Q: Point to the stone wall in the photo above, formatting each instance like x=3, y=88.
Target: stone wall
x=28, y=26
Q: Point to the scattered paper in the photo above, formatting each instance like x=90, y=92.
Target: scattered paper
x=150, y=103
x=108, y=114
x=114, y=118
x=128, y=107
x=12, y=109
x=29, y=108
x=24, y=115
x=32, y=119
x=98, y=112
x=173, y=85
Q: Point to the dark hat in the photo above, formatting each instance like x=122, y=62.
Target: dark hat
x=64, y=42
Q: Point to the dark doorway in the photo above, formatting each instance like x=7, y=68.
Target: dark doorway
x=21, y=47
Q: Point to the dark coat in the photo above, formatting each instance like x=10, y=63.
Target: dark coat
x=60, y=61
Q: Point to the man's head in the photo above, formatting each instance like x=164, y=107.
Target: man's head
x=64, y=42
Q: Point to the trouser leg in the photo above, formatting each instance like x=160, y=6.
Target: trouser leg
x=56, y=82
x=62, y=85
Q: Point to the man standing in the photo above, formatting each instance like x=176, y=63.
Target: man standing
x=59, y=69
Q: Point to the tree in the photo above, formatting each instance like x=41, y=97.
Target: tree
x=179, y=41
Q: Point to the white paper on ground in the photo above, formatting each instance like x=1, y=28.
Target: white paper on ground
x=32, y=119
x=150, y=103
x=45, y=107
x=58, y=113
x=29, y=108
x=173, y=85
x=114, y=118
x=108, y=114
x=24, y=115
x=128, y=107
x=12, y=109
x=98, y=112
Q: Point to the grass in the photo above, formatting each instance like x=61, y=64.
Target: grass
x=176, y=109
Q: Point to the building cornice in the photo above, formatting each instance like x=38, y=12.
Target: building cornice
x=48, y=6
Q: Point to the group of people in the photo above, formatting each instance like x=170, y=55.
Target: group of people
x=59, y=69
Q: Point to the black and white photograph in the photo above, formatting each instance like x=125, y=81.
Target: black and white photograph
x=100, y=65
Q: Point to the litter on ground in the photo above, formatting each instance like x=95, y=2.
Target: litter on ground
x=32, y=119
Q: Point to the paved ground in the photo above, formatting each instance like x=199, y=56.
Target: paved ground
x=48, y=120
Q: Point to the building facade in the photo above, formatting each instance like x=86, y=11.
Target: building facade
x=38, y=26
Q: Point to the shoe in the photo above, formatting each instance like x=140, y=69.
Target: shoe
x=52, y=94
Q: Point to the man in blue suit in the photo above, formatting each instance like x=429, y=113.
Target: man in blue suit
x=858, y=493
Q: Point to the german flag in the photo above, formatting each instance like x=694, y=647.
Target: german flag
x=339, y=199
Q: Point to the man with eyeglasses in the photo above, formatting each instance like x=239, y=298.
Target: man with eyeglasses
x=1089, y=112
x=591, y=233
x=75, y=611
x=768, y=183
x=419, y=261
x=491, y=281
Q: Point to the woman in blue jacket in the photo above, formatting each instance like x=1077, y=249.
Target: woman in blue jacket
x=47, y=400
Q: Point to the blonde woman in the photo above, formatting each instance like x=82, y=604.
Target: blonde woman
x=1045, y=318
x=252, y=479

INSTRUCTION: Lay out all the lines above as a JSON list of strings, one string per line, leaving out any blank lines.

SOLUTION TO THIS EXERCISE:
[
  "Q: Point to the stone wall in the photo above, formatting each instance like x=3, y=88.",
  "Target: stone wall",
  "x=28, y=26",
  "Q: Point to the scattered paper in the photo above, formatting each instance like x=90, y=92.",
  "Target: scattered paper",
  "x=150, y=103",
  "x=108, y=114",
  "x=114, y=118",
  "x=128, y=107",
  "x=12, y=109",
  "x=29, y=108",
  "x=24, y=115",
  "x=32, y=119",
  "x=98, y=112",
  "x=173, y=85",
  "Q: Point to the dark hat in the photo above, formatting each instance like x=122, y=62.",
  "Target: dark hat",
  "x=64, y=42",
  "Q: Point to the dark doorway in the photo above, formatting each instance like x=7, y=68.",
  "Target: dark doorway",
  "x=21, y=47",
  "Q: Point to the dark coat in the photo above, formatting each instance like x=10, y=63.",
  "Target: dark coat",
  "x=60, y=61",
  "Q: Point to the man's head in the photo above, formatting each instance like x=164, y=107.",
  "Target: man's head",
  "x=64, y=42",
  "Q: Point to the trouser leg in the photo above, formatting each instance like x=160, y=6.",
  "Target: trouser leg",
  "x=56, y=82",
  "x=62, y=85",
  "Q: Point to the man standing in the photo above, formatting each instance like x=176, y=63.",
  "Target: man standing",
  "x=59, y=69",
  "Q: Point to the tree in the photo above, formatting each instance like x=41, y=97.",
  "Target: tree",
  "x=179, y=41",
  "Q: Point to the white paper on ground in the photo above, formatting each instance like x=1, y=28.",
  "Target: white paper on ground",
  "x=32, y=119",
  "x=150, y=103",
  "x=45, y=107",
  "x=58, y=113",
  "x=29, y=108",
  "x=173, y=85",
  "x=114, y=118",
  "x=108, y=114",
  "x=24, y=115",
  "x=128, y=107",
  "x=12, y=109",
  "x=98, y=112",
  "Q: Point to the grass in the photo above, formatting each instance like x=61, y=64.",
  "Target: grass",
  "x=176, y=109",
  "Q: Point to the building cornice in the photo above, formatting each instance like x=38, y=12.",
  "Target: building cornice",
  "x=48, y=6",
  "Q: Point to the group of people in the photo above, formatting each instance like x=170, y=55.",
  "Target: group of people",
  "x=59, y=69",
  "Q: Point to the black and white photograph in the photo above, formatting each instance like x=125, y=81.",
  "Target: black and white photograph",
  "x=100, y=65",
  "Q: Point to the litter on ground in the photo above, formatting each instance like x=95, y=2.",
  "Target: litter on ground",
  "x=32, y=119",
  "Q: Point to the paved ground in the photo above, formatting each instance like x=199, y=56.",
  "Target: paved ground",
  "x=48, y=120",
  "Q: Point to the building facade in the photo above, formatting each instance like x=86, y=11.",
  "Target: building facade",
  "x=38, y=26",
  "Q: Point to the shoe in the photo above, formatting each instance like x=140, y=69.",
  "Target: shoe",
  "x=52, y=94",
  "Q: Point to the man in blue suit in the photo above, formatting each instance like x=429, y=113.",
  "Target: man in blue suit",
  "x=858, y=493",
  "Q: Point to the german flag in the photo above, formatting each instance like x=694, y=647.",
  "Target: german flag",
  "x=339, y=199",
  "Q: Point to the man with eyeglasses in the photo above, formatting each instance like x=239, y=298.",
  "Target: man with eyeglasses",
  "x=1089, y=112",
  "x=591, y=233",
  "x=75, y=611",
  "x=768, y=183",
  "x=419, y=261",
  "x=491, y=281",
  "Q: Point to the woman in blue jacket in the photo above, formatting each instance like x=1077, y=249.",
  "Target: woman in blue jacket",
  "x=47, y=400",
  "Q: Point to the blonde woman in the photo above, formatting each instance like x=82, y=604.",
  "Target: blonde woman",
  "x=1045, y=318",
  "x=252, y=479"
]